Tasks to carry out:
(a) Answer these questions from the scaling and root planing text:
(i) What is calculus?
(ii) What is often used to prevent discomfort when the gum tissue is pulled away from the teeth?
(iii) What is the goal of root planing?
(b) Duplicate the passage of the scaling and root planing text that begins at the words "The Root Planing" and stops after the words "to adhere to.".
(c) Pick up the scaling and root planing text after its final sentence and keep writing.

Text block:
What Is Periodontal Scaling And Root Planing?

What Is Periodontal Scaling And Root Planing?

Team Periodontics

Periodontal disease, better known as gum disease, is the most common oral health condition. It is a bacterial infection of the gum tissue caused by plaque. Scaling and root planing is the primary treatment for gum disease. What exactly does this treatment entail? Here’s an overview of the scaling and root planing process. 

What is Periodontal Disease? 

Periodontal disease is an infection of the gum tissue. When plaque accumulates on the teeth, the bacteria contained in it can invade the periodontal tissue, resulting in periodontal disease or periodontitis. Scaling and root planing is a two-step procedure that is essentially a deep cleaning of the teeth. 

The Scaling Procedure 

The purpose of scaling is to remove plaque and calculus (hardened plaque) from the surface of the teeth as well as the roots of the teeth under the gums. This requires the gum tissue to be gently pulled away from the teeth, often with local anesthesia to prevent any discomfort. Then dental tools are used to clean the teeth and roots, removing as much of the plaque and calculus as possible, thus eliminating the source of the infection. 

The Root Planing Procedure 

Root planing is the next step after scaling. This is the process of smoothing out the surface of the roots so that the gum tissue can reattach. The roots of your teeth are softer than the crown of your tooth that is covered with enamel, so when plaque and calculus form on the roots of the teeth, it causes an uneven surface. What happens as a result is that there are tiny spaces between the roots and the gums that allow more plaque to gather under the gum line, perpetuating the cycle of gum disease. The goal of root planing is to eliminate these spaces by creating a smooth surface for the gums to adhere to. 

Are Both Procedures Necessary? 

In most cases scaling and root planing are performed one after the other in that order. To have scaling without root planing or vice versa leaves an incomplete result that is less effective at treating and preventing gum disease.

Recorded data
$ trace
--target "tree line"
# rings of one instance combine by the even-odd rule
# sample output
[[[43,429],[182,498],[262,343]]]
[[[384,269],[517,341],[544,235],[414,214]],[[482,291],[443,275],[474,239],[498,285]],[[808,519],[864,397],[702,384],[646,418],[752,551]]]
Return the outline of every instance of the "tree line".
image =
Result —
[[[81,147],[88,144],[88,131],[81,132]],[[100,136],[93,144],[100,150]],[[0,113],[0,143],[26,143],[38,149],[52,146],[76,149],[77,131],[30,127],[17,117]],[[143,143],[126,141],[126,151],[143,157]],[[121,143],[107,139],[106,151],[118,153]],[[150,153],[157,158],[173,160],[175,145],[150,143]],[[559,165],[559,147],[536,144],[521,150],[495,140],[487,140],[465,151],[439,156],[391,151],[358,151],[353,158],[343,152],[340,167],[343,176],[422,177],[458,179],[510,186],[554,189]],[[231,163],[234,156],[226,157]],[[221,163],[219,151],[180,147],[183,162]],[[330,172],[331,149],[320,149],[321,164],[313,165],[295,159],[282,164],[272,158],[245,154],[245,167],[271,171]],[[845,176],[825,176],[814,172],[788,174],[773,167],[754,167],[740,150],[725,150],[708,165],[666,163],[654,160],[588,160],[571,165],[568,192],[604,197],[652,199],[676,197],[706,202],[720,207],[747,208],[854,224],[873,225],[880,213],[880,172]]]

Task-by-task outputs:
(a)
(i) Hardened plaque.
(ii) Local anesthesia.
(iii) To eliminate the tiny spaces between the roots and the gums by creating a smooth surface for the gums to adhere to.

(b)
The Root Planing Procedure 

Root planing is the next step after scaling. This is the process of smoothing out the surface of the roots so that the gum tissue can reattach. The roots of your teeth are softer than the crown of your tooth that is covered with enamel, so when plaque and calculus form on the roots of the teeth, it causes an uneven surface. What happens as a result is that there are tiny spaces between the roots and the gums that allow more plaque to gather under the gum line, perpetuating the cycle of gum disease. The goal of root planing is to eliminate these spaces by creating a smooth surface for the gums to adhere to.

(c)
The Importance of Periodontal Maintenance

Scaling and root planing may need to be repeated on a regular schedule until gum disease is well managed. This is called periodontal maintenance. The ideal schedule for periodontal maintenance depends on the individual needs of the patient. It is primarily based on the rate at which you develop plaque and calculus on your teeth. Frequency may vary from monthly to every 3-4 months and may change over time. 

Frequently Asked Questions About Scaling and Root Planing

Does scaling and root planing hurt?

Because these procedures require access to the tooth roots below the gums, local anesthetic may be used to numb the gum tissue during the procedure. This prevents any discomfort you may feel. 

How long does scaling and root planing take?

The procedure can take a few hours depending on the number of teeth that need to be cleaned. For a full mouth cleaning you may need to come in for two separate appointments so that you don’t have to spend as much time in the dental chair in one sitting. 

Who Provides Scaling and Root Planing?

Periodontists specialize in the treatment of gum disease, making them the most qualified dental professionals to perform scaling and root planing. Holzinger Periodontics & Dental Implants provides periodontal maintenance on a customized schedule to meet your needs. Our goal is to help you manage your gum disease for the overall benefit of your oral health.